Text block:
-*-*-

On March 5, 2021, UNICEF Bulgaria and Association of European Journalists -Bulgaria presented a new report on current trends in the coverage of children in the media, including in the context of COVID-19, based on a large-scale academic study. Irina Nedeva, a journalist from the Bulgarian National Radio, chairwoman of AEJ-Bulgaria and panelist of the national conference “Media Literacy in Bulgaria. What have we learned from the crisis?”, organized by the Media Literacy Coalition and the Friedrich Naumann Freedom Foundation in October 2020, was moderator of the event.
How do the media in Bulgaria cover children? What are the attitudes of journalists and students towards children’s rights? This is the focus of the academic study “Children in the Media”, whose authors are Assoc. Prof. Vyara Angelova, Assoc. Prof. Dr. Zhana Popova and Prof. Dr. Snezhana Popova. The statistical data processing is by Svetoslav Mitev. The study is part of a joint project of UNICEF Bulgaria and the Association of European Journalists-Bulgaria for ethical coverage of children in the media.
The report covers an analysis of the content of 12 media in 2020, as well as 45 in-depth interviews with journalists and a micro-study of students’ attitudes towards the coverage of children in the media with a total of 108 participants. The main trends and conclusions were presented to institutions, media and a wide audience by the authors of the study.

-*-*-

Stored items
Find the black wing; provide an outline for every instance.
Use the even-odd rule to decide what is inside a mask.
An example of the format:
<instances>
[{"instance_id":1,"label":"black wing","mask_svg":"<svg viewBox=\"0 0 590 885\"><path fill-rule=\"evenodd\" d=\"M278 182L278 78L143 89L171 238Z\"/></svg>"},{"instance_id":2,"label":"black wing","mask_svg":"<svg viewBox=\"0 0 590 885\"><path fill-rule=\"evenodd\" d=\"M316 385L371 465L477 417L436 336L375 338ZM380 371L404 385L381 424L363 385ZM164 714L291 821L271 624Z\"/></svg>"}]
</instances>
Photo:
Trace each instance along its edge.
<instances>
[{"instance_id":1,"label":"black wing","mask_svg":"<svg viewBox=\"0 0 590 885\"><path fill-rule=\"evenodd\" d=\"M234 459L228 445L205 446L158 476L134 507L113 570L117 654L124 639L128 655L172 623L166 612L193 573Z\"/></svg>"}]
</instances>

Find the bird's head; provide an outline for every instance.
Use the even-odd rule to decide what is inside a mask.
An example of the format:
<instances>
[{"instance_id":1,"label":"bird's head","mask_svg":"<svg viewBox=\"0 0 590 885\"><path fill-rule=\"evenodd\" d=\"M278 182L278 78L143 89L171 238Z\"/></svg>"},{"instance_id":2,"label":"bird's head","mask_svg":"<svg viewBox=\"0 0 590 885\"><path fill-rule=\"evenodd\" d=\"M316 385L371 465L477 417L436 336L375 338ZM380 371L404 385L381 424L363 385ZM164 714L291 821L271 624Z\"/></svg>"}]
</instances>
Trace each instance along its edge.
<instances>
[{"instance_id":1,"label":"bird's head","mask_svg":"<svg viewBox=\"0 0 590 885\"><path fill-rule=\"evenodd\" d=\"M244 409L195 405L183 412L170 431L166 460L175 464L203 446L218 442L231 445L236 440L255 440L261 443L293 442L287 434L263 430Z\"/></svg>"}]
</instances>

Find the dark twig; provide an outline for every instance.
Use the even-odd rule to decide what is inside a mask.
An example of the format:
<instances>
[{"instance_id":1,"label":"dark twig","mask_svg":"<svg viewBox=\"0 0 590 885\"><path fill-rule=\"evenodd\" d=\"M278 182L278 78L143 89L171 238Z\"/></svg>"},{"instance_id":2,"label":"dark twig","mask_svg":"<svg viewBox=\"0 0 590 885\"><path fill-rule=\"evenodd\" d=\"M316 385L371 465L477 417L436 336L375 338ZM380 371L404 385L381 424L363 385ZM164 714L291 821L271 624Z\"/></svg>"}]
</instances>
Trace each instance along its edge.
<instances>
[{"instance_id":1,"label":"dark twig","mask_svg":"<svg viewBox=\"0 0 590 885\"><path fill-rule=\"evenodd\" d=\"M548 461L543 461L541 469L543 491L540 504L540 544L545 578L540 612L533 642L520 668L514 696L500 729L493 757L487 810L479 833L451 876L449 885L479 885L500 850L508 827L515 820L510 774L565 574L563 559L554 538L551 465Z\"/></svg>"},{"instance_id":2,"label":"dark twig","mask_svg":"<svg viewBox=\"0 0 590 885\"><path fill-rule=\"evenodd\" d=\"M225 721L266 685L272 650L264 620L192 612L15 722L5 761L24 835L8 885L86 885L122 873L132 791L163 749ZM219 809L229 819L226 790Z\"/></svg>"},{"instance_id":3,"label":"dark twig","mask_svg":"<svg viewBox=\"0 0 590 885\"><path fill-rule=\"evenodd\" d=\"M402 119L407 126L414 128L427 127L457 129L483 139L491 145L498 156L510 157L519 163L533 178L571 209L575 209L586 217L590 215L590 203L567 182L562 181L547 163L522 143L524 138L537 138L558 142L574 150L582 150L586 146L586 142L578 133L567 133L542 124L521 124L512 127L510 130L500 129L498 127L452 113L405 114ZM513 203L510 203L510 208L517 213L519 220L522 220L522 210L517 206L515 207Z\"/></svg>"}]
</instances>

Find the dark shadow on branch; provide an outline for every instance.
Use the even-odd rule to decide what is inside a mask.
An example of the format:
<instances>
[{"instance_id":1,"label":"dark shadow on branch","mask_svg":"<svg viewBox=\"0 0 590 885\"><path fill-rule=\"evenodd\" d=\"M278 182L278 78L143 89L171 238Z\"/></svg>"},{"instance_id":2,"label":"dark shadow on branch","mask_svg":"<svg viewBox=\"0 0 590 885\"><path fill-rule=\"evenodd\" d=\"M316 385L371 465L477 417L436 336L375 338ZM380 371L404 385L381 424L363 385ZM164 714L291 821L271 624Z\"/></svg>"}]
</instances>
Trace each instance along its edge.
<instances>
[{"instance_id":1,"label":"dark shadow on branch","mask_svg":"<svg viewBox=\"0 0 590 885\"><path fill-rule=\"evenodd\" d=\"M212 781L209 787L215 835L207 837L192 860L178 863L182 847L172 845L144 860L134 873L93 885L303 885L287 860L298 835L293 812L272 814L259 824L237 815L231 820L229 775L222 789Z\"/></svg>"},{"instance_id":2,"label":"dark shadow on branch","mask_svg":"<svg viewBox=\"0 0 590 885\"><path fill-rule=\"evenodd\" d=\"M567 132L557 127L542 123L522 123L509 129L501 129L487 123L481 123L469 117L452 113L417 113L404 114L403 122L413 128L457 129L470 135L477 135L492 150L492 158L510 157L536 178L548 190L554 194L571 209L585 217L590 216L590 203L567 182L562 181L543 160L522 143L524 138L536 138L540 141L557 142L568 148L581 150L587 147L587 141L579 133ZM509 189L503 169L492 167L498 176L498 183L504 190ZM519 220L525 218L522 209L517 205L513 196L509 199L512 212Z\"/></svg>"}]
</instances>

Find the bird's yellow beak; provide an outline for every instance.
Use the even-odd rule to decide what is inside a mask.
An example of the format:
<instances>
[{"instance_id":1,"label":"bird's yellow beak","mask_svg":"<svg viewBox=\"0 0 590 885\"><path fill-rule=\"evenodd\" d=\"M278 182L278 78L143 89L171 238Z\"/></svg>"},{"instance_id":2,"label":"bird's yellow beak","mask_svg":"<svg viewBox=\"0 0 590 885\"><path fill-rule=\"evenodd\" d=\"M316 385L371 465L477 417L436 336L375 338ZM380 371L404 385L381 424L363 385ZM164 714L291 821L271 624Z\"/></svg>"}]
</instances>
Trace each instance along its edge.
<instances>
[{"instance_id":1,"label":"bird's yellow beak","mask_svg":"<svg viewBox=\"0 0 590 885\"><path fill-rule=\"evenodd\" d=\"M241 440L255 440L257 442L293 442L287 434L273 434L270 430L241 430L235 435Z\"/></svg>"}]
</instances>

-*-*-

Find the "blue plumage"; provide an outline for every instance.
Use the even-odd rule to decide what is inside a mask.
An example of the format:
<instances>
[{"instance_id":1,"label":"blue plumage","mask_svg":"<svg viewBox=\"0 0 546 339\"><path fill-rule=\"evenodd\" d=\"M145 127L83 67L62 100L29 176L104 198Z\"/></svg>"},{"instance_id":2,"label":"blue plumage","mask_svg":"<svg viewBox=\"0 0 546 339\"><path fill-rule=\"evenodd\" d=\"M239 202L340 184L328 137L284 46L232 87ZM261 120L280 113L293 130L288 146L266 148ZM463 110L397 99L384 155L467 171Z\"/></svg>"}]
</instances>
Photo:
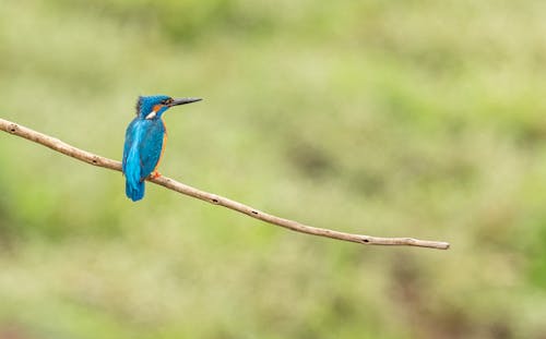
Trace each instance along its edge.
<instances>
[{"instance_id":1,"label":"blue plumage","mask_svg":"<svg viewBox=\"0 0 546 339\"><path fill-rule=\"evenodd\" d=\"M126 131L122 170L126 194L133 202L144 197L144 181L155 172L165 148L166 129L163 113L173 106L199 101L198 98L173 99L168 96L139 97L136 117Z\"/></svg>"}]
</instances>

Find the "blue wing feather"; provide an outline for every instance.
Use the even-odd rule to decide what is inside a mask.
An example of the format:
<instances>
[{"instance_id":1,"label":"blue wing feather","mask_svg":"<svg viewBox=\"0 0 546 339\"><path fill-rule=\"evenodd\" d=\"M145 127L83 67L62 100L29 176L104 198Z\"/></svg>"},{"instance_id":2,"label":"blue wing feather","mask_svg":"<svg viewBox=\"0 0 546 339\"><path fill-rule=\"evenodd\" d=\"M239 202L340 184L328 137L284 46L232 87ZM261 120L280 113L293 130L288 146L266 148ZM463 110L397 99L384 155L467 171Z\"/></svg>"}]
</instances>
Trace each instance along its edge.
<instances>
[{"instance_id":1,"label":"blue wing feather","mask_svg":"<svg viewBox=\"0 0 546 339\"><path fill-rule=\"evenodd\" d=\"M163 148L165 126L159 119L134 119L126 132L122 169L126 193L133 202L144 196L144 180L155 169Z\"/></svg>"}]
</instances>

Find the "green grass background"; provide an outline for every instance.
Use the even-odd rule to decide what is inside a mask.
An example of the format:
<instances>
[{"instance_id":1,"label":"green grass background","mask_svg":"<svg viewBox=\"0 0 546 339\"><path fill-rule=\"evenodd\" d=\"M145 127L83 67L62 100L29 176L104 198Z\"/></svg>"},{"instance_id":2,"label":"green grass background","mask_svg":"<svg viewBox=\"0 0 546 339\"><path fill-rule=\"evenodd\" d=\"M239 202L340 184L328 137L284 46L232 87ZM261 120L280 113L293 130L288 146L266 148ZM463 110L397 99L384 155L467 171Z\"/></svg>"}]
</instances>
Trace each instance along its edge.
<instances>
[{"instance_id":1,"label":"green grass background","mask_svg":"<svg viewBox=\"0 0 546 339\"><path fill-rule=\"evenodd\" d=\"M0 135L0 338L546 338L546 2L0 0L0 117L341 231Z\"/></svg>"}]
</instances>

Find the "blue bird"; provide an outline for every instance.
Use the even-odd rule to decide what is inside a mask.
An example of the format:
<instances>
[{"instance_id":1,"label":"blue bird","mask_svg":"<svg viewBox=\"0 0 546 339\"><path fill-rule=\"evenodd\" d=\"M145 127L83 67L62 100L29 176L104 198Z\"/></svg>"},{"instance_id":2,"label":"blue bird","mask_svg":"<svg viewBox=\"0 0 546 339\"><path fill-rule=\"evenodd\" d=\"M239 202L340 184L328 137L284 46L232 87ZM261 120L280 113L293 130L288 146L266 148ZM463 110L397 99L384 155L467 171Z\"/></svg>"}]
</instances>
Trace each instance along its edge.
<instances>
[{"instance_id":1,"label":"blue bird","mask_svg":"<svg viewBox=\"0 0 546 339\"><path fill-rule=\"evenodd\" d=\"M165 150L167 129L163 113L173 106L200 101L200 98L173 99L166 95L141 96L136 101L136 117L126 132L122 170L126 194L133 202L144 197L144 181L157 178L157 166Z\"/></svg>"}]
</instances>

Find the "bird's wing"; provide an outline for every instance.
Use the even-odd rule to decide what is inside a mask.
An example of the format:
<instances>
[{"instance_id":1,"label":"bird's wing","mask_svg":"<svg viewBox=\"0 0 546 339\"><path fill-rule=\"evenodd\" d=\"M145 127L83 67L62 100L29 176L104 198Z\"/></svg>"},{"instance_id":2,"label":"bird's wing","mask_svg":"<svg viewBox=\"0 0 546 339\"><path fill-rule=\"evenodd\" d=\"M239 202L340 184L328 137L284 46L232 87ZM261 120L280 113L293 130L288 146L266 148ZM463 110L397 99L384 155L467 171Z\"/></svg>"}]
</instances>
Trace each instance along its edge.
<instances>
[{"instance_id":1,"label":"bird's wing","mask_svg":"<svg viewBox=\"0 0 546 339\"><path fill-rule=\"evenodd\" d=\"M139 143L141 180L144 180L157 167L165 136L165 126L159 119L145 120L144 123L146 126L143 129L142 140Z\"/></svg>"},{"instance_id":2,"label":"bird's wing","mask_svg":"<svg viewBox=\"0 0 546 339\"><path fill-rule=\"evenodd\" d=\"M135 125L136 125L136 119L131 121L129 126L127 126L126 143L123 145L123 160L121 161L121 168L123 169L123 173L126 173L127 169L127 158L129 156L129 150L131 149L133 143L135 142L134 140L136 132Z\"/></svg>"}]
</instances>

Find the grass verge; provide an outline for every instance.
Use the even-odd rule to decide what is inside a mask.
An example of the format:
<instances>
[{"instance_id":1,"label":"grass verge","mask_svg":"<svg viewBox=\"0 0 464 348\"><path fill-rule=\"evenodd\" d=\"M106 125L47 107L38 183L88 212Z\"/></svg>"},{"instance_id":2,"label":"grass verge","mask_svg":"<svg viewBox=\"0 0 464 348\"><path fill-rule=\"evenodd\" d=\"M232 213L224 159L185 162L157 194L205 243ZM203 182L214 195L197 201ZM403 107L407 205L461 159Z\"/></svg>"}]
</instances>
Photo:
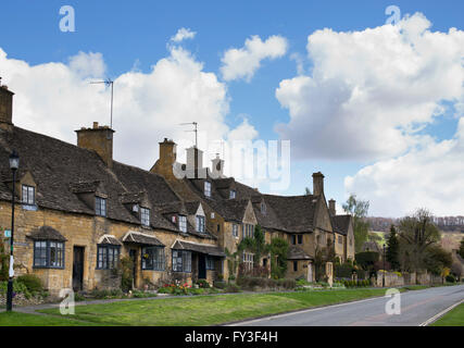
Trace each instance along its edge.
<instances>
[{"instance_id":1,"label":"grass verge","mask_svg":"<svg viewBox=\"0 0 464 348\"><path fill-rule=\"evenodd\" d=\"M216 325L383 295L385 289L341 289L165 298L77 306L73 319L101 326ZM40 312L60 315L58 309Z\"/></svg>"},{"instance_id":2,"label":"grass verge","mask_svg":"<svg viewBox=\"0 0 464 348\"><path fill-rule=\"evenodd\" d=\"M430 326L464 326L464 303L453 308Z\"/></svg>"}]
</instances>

-*-*-

Task:
Copy the entire text about the report on children in the media without any changes. The listing was taken from a different source than the report text.

Solved exercise:
On March 5, 2021, UNICEF Bulgaria and Association of European Journalists -Bulgaria presented a new report on current trends in the coverage of children in the media, including in the context of COVID-19, based on a large-scale academic study. Irina Nedeva, a journalist from the Bulgarian National Radio, chairwoman of AEJ-Bulgaria and panelist of the national conference “Media Literacy in Bulgaria. What have we learned from the crisis?”, organized by the Media Literacy Coalition and the Friedrich Naumann Freedom Foundation in October 2020, was moderator of the event.
How do the media in Bulgaria cover children? What are the attitudes of journalists and students towards children’s rights? This is the focus of the academic study “Children in the Media”, whose authors are Assoc. Prof. Vyara Angelova, Assoc. Prof. Dr. Zhana Popova and Prof. Dr. Snezhana Popova. The statistical data processing is by Svetoslav Mitev. The study is part of a joint project of UNICEF Bulgaria and the Association of European Journalists-Bulgaria for ethical coverage of children in the media.
The report covers an analysis of the content of 12 media in 2020, as well as 45 in-depth interviews with journalists and a micro-study of students’ attitudes towards the coverage of children in the media with a total of 108 participants. The main trends and conclusions were presented to institutions, media and a wide audience by the authors of the study.